**Do this:**
Omit the pictures, then write out every entry exactly as it reads.

+ + + +

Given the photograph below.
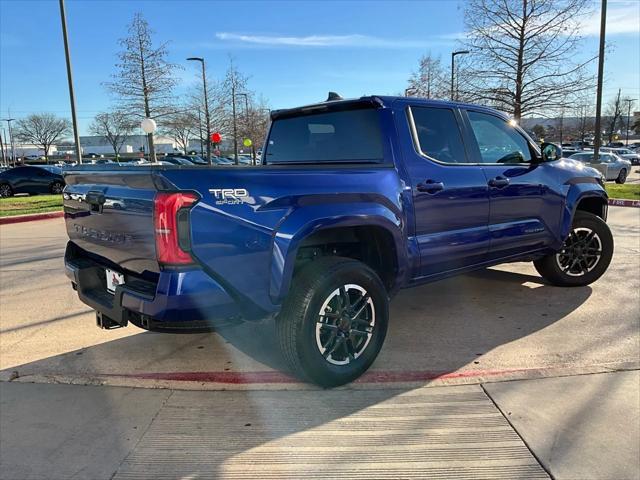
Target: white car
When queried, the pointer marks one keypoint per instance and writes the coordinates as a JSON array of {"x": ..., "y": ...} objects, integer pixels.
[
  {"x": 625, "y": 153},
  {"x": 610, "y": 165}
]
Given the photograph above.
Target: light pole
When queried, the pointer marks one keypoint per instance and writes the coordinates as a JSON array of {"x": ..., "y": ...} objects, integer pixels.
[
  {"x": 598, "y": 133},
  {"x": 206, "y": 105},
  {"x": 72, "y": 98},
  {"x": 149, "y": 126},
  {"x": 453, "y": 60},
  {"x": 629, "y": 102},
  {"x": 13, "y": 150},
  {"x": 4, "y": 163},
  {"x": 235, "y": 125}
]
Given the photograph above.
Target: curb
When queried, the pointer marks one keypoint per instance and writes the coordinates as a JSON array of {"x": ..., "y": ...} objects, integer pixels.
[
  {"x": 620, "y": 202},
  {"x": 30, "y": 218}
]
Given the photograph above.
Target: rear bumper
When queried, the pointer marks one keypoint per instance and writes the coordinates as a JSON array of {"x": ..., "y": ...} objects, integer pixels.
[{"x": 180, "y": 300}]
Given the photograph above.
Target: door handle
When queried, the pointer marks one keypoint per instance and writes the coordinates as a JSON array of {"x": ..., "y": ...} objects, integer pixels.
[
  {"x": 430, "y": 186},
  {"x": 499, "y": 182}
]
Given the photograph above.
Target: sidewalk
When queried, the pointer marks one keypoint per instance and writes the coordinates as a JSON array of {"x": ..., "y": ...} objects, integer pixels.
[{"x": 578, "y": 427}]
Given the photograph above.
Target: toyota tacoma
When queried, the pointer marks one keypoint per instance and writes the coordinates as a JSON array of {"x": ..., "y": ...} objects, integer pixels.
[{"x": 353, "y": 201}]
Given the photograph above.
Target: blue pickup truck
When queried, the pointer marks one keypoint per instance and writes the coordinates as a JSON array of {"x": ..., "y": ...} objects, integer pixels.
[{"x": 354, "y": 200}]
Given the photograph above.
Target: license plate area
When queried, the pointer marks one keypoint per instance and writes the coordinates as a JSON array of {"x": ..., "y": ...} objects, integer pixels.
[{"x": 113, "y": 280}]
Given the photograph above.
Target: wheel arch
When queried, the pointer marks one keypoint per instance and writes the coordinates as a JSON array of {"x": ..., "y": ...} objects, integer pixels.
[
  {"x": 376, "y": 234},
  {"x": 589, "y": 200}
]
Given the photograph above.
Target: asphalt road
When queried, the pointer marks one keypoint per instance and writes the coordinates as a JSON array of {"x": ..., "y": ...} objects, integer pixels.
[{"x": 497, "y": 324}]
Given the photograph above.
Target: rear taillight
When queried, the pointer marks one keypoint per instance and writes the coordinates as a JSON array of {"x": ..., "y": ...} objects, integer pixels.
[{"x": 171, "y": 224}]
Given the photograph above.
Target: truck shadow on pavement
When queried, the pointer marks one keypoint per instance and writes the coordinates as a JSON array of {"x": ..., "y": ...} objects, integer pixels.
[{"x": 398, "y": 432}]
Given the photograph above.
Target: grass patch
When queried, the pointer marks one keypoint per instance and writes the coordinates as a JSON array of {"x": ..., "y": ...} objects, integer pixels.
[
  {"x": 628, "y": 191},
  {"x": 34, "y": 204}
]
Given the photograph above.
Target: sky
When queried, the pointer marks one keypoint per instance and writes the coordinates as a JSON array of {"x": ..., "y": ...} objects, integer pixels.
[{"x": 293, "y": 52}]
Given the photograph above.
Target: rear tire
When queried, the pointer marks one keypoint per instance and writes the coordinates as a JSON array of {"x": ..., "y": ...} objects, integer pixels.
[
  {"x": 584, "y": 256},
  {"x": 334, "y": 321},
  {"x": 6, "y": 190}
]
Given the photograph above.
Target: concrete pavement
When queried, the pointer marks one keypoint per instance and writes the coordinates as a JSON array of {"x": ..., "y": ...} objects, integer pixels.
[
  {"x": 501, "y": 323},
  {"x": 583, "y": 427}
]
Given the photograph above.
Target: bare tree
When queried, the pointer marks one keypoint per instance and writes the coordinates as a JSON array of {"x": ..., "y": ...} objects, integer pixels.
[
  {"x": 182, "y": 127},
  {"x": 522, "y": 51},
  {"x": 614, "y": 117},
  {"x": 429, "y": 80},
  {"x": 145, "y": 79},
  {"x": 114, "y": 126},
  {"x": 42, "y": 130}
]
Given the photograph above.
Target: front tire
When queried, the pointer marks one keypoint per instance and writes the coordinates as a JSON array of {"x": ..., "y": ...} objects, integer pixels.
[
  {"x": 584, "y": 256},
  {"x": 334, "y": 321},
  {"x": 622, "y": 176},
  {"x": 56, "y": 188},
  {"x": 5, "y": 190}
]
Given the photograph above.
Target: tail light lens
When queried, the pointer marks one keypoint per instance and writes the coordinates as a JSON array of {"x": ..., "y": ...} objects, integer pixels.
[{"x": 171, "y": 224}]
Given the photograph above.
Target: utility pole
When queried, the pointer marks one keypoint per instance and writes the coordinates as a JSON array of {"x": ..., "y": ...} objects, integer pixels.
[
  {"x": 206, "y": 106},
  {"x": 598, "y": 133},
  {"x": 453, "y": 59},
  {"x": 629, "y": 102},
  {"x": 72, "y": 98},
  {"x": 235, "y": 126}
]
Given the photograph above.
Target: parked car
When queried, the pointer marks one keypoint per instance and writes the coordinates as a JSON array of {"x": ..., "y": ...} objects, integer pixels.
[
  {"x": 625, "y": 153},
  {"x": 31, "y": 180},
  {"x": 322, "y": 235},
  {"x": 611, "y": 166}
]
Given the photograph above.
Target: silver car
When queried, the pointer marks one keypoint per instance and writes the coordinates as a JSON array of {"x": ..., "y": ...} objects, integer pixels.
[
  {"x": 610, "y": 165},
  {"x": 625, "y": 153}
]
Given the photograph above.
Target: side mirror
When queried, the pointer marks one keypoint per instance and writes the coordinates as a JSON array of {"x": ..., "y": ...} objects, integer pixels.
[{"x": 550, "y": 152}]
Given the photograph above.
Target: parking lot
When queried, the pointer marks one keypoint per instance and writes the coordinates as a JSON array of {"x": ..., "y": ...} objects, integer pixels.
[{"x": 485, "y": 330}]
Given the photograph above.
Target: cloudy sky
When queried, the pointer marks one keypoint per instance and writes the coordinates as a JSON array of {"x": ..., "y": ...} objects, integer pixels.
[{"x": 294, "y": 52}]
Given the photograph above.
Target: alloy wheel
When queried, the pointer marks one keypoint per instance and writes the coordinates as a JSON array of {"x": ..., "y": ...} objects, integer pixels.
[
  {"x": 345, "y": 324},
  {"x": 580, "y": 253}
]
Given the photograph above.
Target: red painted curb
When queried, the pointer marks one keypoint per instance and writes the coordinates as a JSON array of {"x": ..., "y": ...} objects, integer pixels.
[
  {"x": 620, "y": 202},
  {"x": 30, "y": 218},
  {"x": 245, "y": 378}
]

+ + + +

**Written answer:**
Given the photograph below.
Target: white car
When queried, the pointer marks one keypoint per instance and writes the coordinates as a JSON array of {"x": ..., "y": ...} objects, integer pixels.
[
  {"x": 625, "y": 153},
  {"x": 610, "y": 165}
]
Given the photograph above.
Target: light pole
When queried, the pointer marks one keypoint per instance and writes the coordinates as a JSON array of {"x": ..., "y": ...} objects, integer pixels.
[
  {"x": 598, "y": 133},
  {"x": 206, "y": 105},
  {"x": 72, "y": 98},
  {"x": 149, "y": 126},
  {"x": 453, "y": 60},
  {"x": 629, "y": 102},
  {"x": 13, "y": 150},
  {"x": 4, "y": 163},
  {"x": 235, "y": 125}
]
Given the photograph above.
Target: curb
When queried, the pointer marks one keypoint per instance and writes the coordinates as a JSON array of {"x": ..., "y": ...} objects, integer pixels.
[
  {"x": 620, "y": 202},
  {"x": 30, "y": 218}
]
Given the photograph above.
Target: rear bumper
When queried, the pointer marks one keypoint per instance and writes the coordinates as a JSON array of {"x": ..., "y": ...} objects, integer pixels.
[{"x": 180, "y": 300}]
Given the photograph above.
Target: door handle
When queried, the pointer marks one keypoint per instance and writes the coordinates as a JSON array of {"x": ..., "y": ...} objects, integer pixels.
[
  {"x": 430, "y": 186},
  {"x": 499, "y": 182}
]
Given the photograph above.
Target: sidewalk
When queried, the pointer marks one keypoint per instance and writes the coordinates as a JSON array of {"x": ..., "y": ...} objects, integer pixels.
[{"x": 578, "y": 427}]
Given the photograph above.
Target: toyota tacoma
When queried, the pointer marks one keypoint per instance and writes the coordinates as a JSON array of {"x": ..., "y": ...} objects, integer pixels.
[{"x": 353, "y": 201}]
Given the photograph above.
Target: blue pickup truck
When queried, the pointer marks one keypoint per instance and writes the coordinates as a JSON array of {"x": ..., "y": ...} objects, integer pixels.
[{"x": 354, "y": 200}]
Given the photograph above.
Target: license plate area
When queried, the pointer marks one keypoint per instance and writes the coordinates as a JSON array of {"x": ..., "y": ...} objects, integer pixels.
[{"x": 113, "y": 280}]
Given the photograph above.
Target: wheel arch
When queried, the pointer marks one keypoint per instance and writes the coordinates as a JSON array of {"x": ..., "y": ...} objects, integer pixels.
[
  {"x": 376, "y": 234},
  {"x": 589, "y": 200}
]
Given the photograph above.
Target: asphalt road
When queried, the pointer marks one keypoint per instance and writes the coordinates as a JSON array of {"x": ..., "y": ...} objects, integer pixels.
[{"x": 497, "y": 324}]
Given the photograph above.
Target: rear taillight
When queried, the pointer marks one keypoint per instance and writes the coordinates as a JSON array of {"x": ..., "y": ...} objects, integer pixels.
[{"x": 171, "y": 224}]
Given the photograph above.
Target: truck shadow on pavement
When queried, the pointer marks one keypoint per instance and writes the coordinates as a JSON array of {"x": ..., "y": ...} objects, integer pixels.
[{"x": 398, "y": 432}]
Given the photograph above.
Target: grass patch
When queried, the pointer marks one keypoint per instance and writes the coordinates as a JSON array of {"x": ..., "y": ...} objects, integer pixels.
[
  {"x": 628, "y": 191},
  {"x": 34, "y": 204}
]
Given the photograph above.
Target: sky
When queried, the pointer marks one keypoint per instance and writes the coordinates as a JSON array of {"x": ..., "y": ...} objects, integer pixels.
[{"x": 293, "y": 52}]
Given the photograph above.
Target: rear tire
When queried, the pointer marks one keypoint per instance and writes the coordinates as a JSON array of {"x": ..., "y": ...} objects, integer pixels.
[
  {"x": 584, "y": 256},
  {"x": 334, "y": 321},
  {"x": 6, "y": 190}
]
Given the photograph above.
Target: concrete pavement
When queried, the pointer marks one keypoint per instance and writes the coordinates as a JSON array of {"x": ..., "y": ...} objects, integer pixels.
[
  {"x": 501, "y": 323},
  {"x": 583, "y": 427}
]
Given the photograph above.
Target: bare tree
When queried, the pointer marks one keypoint per instance and writes the coordinates as a JSON array of {"x": ..., "y": ...} objects, integer pixels.
[
  {"x": 182, "y": 127},
  {"x": 522, "y": 51},
  {"x": 614, "y": 117},
  {"x": 429, "y": 80},
  {"x": 145, "y": 79},
  {"x": 114, "y": 126},
  {"x": 42, "y": 130}
]
Given the photograph above.
Target: front tire
When queried, the pointer marks one keypoint per instance and writes the coordinates as a JSON array of {"x": ..., "y": ...} objects, integer pixels.
[
  {"x": 584, "y": 256},
  {"x": 334, "y": 321},
  {"x": 622, "y": 176},
  {"x": 56, "y": 188},
  {"x": 5, "y": 190}
]
Given the photograph above.
Target: tail light lens
When queried, the pointer marks one keypoint per instance and writes the coordinates as a JSON array of {"x": ..., "y": ...} objects, integer pixels.
[{"x": 171, "y": 224}]
Given the photograph above.
Target: utility pole
When queried, the pointer marks one keypoint per instance and writes the coordinates as a JSON array of {"x": ..., "y": ...} objects, integer pixels.
[
  {"x": 206, "y": 106},
  {"x": 598, "y": 133},
  {"x": 453, "y": 59},
  {"x": 629, "y": 102},
  {"x": 72, "y": 98},
  {"x": 235, "y": 126}
]
Given the photograph above.
Target: parked car
When queried, the pointer marks one keypoint per instance and writes the coordinates as a JSON array of {"x": ..., "y": ...} objects, integer pixels.
[
  {"x": 625, "y": 153},
  {"x": 31, "y": 180},
  {"x": 322, "y": 235},
  {"x": 611, "y": 166}
]
Given the photograph above.
Target: silver car
When queried, the pointer marks one keypoint per instance and writes the coordinates as a JSON array of {"x": ..., "y": ...} objects, integer pixels.
[
  {"x": 610, "y": 165},
  {"x": 625, "y": 153}
]
Given the photograph above.
Target: side mirror
When queried, the pointer marks one keypoint per instance and writes the coordinates as a JSON array of {"x": ..., "y": ...} objects, integer pixels.
[{"x": 550, "y": 152}]
Given the photograph above.
Target: parking lot
When queried, the pointer marks one keypoint per instance and writes the coordinates as a JSON array of {"x": ..., "y": ...} objects, integer pixels.
[{"x": 485, "y": 330}]
Given the photograph above.
Target: cloudy sky
When queried, the pointer marks one keypoint per instance and writes the coordinates as a JSON array of {"x": ..., "y": ...} objects, integer pixels.
[{"x": 294, "y": 52}]
Given the photograph above.
Target: alloy wheel
When queried, the pointer marks one keypoint per instance and writes the coordinates as a JSON array of {"x": ..., "y": ...} objects, integer pixels.
[
  {"x": 345, "y": 324},
  {"x": 580, "y": 253}
]
Given the photograph above.
Target: red painted curb
When queried, the pointer marks one keypoint per instance and writes the coordinates as a JSON array of {"x": ..., "y": ...} objects, integer pixels.
[
  {"x": 620, "y": 202},
  {"x": 30, "y": 218},
  {"x": 245, "y": 378}
]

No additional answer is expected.